* **TASK**:
When you write out the records, keep every word exact and drop the pictures.

* **DATA RECORDS**:
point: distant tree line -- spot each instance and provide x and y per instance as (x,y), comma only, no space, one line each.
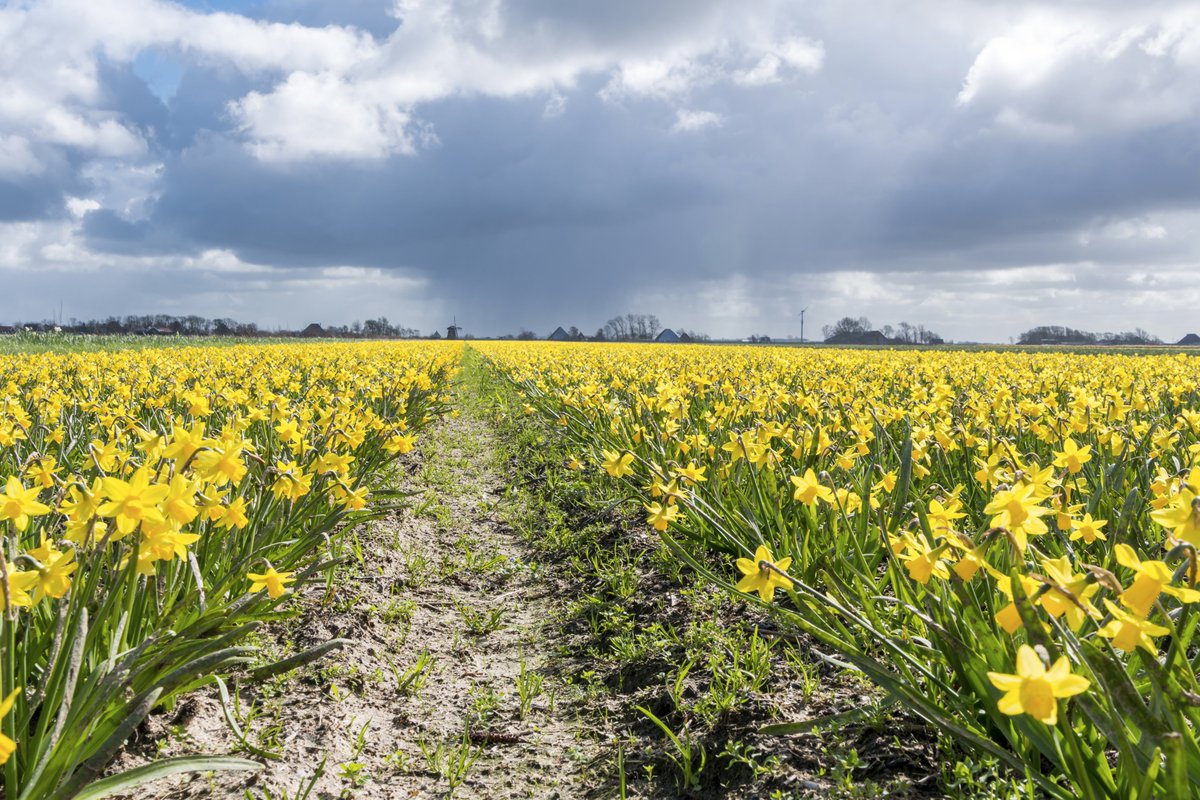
(1063,335)
(858,330)
(193,325)
(636,328)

* **COMPLETED TASK**:
point: distant tree line -- spot each instance and provide x and y per instance as (x,y), comma only, no space, one line each.
(1063,335)
(858,330)
(193,325)
(636,328)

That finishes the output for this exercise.